§ **Selected extract**:
□ □ □

04 November, 2009

Positive Experiences with Disability Activism

I had some really positive experiences today with some disability activism that I would really like to share. The first two were at work and the third at an after-work conference for language development in the Middle Swan area.

I was having a Kindy staff meeting with the kindy qualified and the director, who each work a half day in the kindy room.The Qualified has been working full time, but has had some back issues so has dropped to part time.
Anyway, the meeting was to discuss programming, jobs, and get me up to speed with the running of the room, 'cause I'm new there.

We have decided to split the group into two for certain activities, and were working on the split. We didn't want Group 1 and Group 2 or Group A and Group B, because we don't want the children thinking Group 1/A is the "better" group, so we've decided to call them colours.
Director said, "Let's make it Red and Green." and Qualified agreed.
I said, "That's a bad idea for accessibility, because people who are red green colourblind will have trouble telling the difference" (this is assuming the children have a red or green dot on their work or something like that)
Director said, "I never would have thought of that. That's why we need you here, to bring it up."
The colours are now Red and Blue.

The second happened in the same staff meeting. I said I wanted to start introducing the children to some sign language. Not only were the staff positive and receptive, but they encouraged it and gave me ideas on how we could implement it.

Finally, at the mini-conference.
We were watching a short film called Gus's Story about a child with some language developmental delays. I was listening to the mother talking about her fears, and her fear that her child would never speak but instead use sign language or message boards.
I had mixed feelings about this film. On the one hand, I understand that the mother is scared and feeling alone. Her husband had also just been diagnosed with terminal cancer.

□ □ □

§ **Problem description**:
Continue the blog post about positive experiences with disability activism from where it stops.

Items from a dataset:
□ □ □

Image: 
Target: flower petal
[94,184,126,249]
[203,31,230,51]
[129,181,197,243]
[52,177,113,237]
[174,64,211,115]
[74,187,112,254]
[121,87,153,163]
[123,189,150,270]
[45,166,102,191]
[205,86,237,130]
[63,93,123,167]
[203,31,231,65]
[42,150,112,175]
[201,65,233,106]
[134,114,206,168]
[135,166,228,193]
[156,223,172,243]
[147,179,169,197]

□ □ □

§ **Answer box**:
On the other hand, the types of things she is worrying about bother me. She is worried that her son won't be "normal", and at the end relieved when he is.

I'm not bothered by her, per se, more about how society as a whole views disability as something broken, something needing to be fixed. And what the hell is wrong with sign language or message boards?

I wasn't going to say anything. I was already disturbed by the video, and it was a room full of people I don't know which can set off my anxiety. But then, in the comments and question session at the end, everyone kept talking about the mother. About her fear, about her openness to address the issue, about how to talk to her (and reassure her that it could be "fixed" :( )... No one had mentioned the child.

When she handed me the mike, I said something to the effect of (can't remember verbatim, I was a little emotional at the time): We need to realise that even if a child does have something like Autism or a language disorder, that they aren't less important, they are still whole children who need our love and support, they aren't something broken that needs to be fixed.
I was so close to tears by the end of that, less from the stress and more from just the emotion. Dealing with people who've held those attitudes, it really does affect me.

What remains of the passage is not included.